— START Data supplied —
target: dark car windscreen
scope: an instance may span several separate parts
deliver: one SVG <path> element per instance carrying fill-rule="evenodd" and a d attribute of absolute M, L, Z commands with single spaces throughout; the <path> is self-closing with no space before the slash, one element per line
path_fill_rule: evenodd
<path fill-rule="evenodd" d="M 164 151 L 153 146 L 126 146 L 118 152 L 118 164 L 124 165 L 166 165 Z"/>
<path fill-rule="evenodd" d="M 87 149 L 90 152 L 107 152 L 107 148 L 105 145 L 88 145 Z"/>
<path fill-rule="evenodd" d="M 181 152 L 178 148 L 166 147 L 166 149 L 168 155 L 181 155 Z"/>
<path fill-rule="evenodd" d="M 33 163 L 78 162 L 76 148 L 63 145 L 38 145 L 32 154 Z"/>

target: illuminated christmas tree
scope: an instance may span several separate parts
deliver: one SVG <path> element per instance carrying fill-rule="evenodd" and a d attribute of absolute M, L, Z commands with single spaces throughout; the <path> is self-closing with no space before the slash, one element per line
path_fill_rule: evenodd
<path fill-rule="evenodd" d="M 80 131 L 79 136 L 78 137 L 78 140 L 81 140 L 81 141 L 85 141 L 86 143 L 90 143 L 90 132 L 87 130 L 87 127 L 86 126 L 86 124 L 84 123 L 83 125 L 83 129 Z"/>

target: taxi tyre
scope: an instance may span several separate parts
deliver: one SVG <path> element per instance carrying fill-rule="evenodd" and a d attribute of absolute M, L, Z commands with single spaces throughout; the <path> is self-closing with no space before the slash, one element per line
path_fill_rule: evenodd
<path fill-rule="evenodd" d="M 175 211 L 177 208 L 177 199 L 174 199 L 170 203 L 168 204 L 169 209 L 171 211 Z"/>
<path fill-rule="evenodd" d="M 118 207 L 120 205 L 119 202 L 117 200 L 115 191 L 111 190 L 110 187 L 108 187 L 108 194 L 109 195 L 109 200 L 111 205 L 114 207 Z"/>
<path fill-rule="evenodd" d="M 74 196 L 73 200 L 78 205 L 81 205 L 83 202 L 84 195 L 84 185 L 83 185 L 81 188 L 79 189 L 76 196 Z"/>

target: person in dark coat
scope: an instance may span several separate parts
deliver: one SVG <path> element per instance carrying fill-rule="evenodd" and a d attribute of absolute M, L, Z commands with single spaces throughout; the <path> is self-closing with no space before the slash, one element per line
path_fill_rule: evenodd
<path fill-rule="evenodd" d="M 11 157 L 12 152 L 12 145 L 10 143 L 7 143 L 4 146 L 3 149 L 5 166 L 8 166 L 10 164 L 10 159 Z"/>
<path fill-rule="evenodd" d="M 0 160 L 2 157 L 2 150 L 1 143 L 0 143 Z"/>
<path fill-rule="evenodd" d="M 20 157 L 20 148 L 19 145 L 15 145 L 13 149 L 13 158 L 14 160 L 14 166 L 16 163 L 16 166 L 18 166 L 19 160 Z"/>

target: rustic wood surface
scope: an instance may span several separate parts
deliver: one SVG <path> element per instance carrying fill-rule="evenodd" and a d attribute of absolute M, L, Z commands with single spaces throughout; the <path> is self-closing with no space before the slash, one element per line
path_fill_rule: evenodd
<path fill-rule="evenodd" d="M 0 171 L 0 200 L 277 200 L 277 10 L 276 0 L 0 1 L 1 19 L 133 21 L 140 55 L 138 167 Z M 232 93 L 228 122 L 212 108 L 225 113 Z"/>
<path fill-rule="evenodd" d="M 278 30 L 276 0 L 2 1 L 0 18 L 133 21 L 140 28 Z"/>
— END Data supplied —
◆ To be done:
Convert all of the items above into a two-column CSV with the header row item_text,answer and one row per item. Enclose each field in double quotes and replace any line breaks within a field with spaces.

◆ Task response:
item_text,answer
"target: dark car windscreen scope: an instance may span several separate parts deliver: one SVG <path> element per instance carrying fill-rule=""evenodd"" and a d attribute of absolute M, L, Z commands with single spaces throughout; the <path> is self-closing with no space before the slash, one element per line path_fill_rule: evenodd","<path fill-rule=""evenodd"" d=""M 164 151 L 153 146 L 126 146 L 118 152 L 118 164 L 124 165 L 166 165 Z""/> <path fill-rule=""evenodd"" d=""M 87 149 L 90 152 L 107 152 L 107 148 L 105 145 L 88 145 Z""/> <path fill-rule=""evenodd"" d=""M 181 152 L 178 148 L 166 147 L 166 149 L 168 155 L 181 155 Z""/> <path fill-rule=""evenodd"" d=""M 33 163 L 78 162 L 76 148 L 63 145 L 38 145 L 32 154 Z""/>"
"target: illuminated christmas tree scope: an instance may span several separate parts deliver: one SVG <path> element per instance carrying fill-rule=""evenodd"" and a d attribute of absolute M, L, Z commands with single spaces throughout; the <path> is self-closing with no space before the slash, one element per line path_fill_rule: evenodd","<path fill-rule=""evenodd"" d=""M 80 131 L 79 136 L 78 137 L 78 140 L 81 140 L 81 141 L 85 141 L 86 143 L 90 143 L 90 132 L 87 130 L 87 127 L 86 126 L 86 124 L 84 123 L 83 125 L 83 129 Z""/>"
"target: taxi tyre scope: an instance may span several separate parts deliver: one SVG <path> element per instance carrying fill-rule=""evenodd"" and a d attribute of absolute M, L, Z commands with single spaces throughout; the <path> is self-closing with no space before the slash, one element per line path_fill_rule: evenodd","<path fill-rule=""evenodd"" d=""M 175 211 L 177 208 L 177 199 L 174 199 L 170 203 L 168 204 L 169 209 L 171 211 Z""/> <path fill-rule=""evenodd"" d=""M 118 207 L 120 205 L 119 202 L 117 200 L 115 191 L 111 190 L 110 187 L 108 187 L 108 194 L 109 195 L 109 200 L 111 205 L 114 207 Z""/> <path fill-rule=""evenodd"" d=""M 74 196 L 73 200 L 78 205 L 81 205 L 83 202 L 84 195 L 84 185 L 83 185 L 81 188 L 79 189 L 76 196 Z""/>"
"target: person in dark coat scope: an instance may span several separate parts deliver: one SVG <path> element per instance carrying fill-rule=""evenodd"" and a d attribute of absolute M, L, Z commands with single spaces throughout; the <path> is self-closing with no space before the slash, one element per line path_fill_rule: evenodd","<path fill-rule=""evenodd"" d=""M 11 157 L 12 152 L 12 145 L 10 143 L 7 143 L 4 146 L 3 149 L 5 166 L 8 166 L 10 164 L 10 159 Z""/> <path fill-rule=""evenodd"" d=""M 0 160 L 2 157 L 2 150 L 1 143 L 0 143 Z""/> <path fill-rule=""evenodd"" d=""M 20 157 L 20 148 L 19 145 L 15 145 L 13 149 L 13 158 L 14 160 L 14 166 L 16 163 L 16 166 L 18 166 L 19 160 Z""/>"
"target: rustic wood surface scope: an instance may span several separate parts deliver: one SVG <path> element per instance carrying fill-rule=""evenodd"" and a d attribute of absolute M, L, Z commands with single spaces throughout; the <path> is self-closing with no space before the slash, one element per line path_fill_rule: evenodd","<path fill-rule=""evenodd"" d=""M 0 171 L 0 200 L 277 200 L 277 10 L 276 0 L 0 1 L 1 19 L 133 21 L 140 55 L 138 167 Z M 232 93 L 228 122 L 212 108 L 225 113 Z""/> <path fill-rule=""evenodd"" d=""M 278 30 L 276 0 L 2 1 L 0 18 L 133 21 L 140 28 Z""/>"